== DO THIS ==
Copy the listing below line for line, changing nothing.

-- START --

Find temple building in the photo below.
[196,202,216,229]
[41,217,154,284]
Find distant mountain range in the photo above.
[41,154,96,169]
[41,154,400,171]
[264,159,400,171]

-- END --

== OUTPUT FOR THIS TASK ==
Find temple building in the photo below.
[196,202,216,229]
[41,217,154,284]
Find distant mountain range in the photo above.
[41,154,96,169]
[41,154,400,171]
[264,159,400,171]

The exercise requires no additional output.